Well long story short, as we were listening to the cd on the ride home, Carissa asked if I had ever been to a Bob Dylan concert. I hadn't and to be honest, I had looked into it a few years ago, but the prices were $300 plus a ticket. I don't care how popular people are, but no concert is worth $300. That's ridiculous. Well when we got home later that night Carissa and I were sitting on the couch and she just randomly looked up his concert schedule. It just so happened he was going to be in Fargo in a couple of weeks, and then two weeks later, he was going to Regina. Regina is closer to us (about a 3 hour drive) as opposed to driving to the other end of North Dakota (about a 6 hour drive). The ticket prices were right, so we decided on Regina.
We took off from here Saturday morning as Carissa had to work late Friday night. We decided that we weren't in any hurry so we went up through a few small towns in Montana. I do some work up in these towns, and I kind of wanted to give Carissa a taste and understanding of some of the little places I go to. It was a fun little drive, nothing too exciting as it was unbelievably flat and barren.

Stored data
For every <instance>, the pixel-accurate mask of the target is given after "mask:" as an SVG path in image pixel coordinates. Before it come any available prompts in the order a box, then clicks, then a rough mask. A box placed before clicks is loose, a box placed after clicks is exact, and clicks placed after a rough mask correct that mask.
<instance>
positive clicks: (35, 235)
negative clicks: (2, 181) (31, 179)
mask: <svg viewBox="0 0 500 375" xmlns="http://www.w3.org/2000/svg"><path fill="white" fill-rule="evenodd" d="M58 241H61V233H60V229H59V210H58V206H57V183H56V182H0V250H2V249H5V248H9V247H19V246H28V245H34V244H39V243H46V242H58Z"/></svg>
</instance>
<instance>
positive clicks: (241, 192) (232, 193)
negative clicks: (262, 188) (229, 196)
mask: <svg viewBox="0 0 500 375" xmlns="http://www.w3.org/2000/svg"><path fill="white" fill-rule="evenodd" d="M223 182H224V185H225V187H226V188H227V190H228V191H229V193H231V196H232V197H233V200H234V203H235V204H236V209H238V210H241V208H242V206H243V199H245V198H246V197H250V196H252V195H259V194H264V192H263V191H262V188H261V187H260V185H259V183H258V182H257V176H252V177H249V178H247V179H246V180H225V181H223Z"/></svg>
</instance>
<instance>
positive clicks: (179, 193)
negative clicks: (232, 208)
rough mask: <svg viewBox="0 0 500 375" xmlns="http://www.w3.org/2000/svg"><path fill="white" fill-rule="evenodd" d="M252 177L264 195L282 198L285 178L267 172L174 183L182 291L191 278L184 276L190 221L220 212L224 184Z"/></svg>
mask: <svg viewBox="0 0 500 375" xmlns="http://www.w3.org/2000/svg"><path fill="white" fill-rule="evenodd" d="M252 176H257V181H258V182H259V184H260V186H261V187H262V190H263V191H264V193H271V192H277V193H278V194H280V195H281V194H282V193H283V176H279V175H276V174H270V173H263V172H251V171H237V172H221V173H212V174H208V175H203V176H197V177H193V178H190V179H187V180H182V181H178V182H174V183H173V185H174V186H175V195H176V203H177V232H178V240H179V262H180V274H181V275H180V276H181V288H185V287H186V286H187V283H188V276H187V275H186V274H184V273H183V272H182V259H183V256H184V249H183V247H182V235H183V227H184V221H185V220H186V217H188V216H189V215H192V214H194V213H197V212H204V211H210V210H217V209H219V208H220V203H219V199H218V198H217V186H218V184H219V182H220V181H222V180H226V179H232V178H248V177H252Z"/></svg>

[Complete the following]
• 1. Repeat word for word the part of the road trip account that begins at the words "Well long story" and stops after "decided on Regina.".
• 2. Translate this sentence from the road trip account into Spanish: "We decided that we weren't in any hurry so we went up through a few small towns in Montana."
• 3. According to the road trip account, about how long is the drive to Regina?
This data has no connection to the text.

[Solutions below]
• 1.
Well long story short, as we were listening to the cd on the ride home, Carissa asked if I had ever been to a Bob Dylan concert. I hadn't and to be honest, I had looked into it a few years ago, but the prices were $300 plus a ticket. I don't care how popular people are, but no concert is worth $300. That's ridiculous. Well when we got home later that night Carissa and I were sitting on the couch and she just randomly looked up his concert schedule. It just so happened he was going to be in Fargo in a couple of weeks, and then two weeks later, he was going to Regina. Regina is closer to us (about a 3 hour drive) as opposed to driving to the other end of North Dakota (about a 6 hour drive). The ticket prices were right, so we decided on Regina.

• 2. Decidimos que no teníamos prisa, así que subimos pasando por algunos pueblos pequeños de Montana.

• 3. About three hours.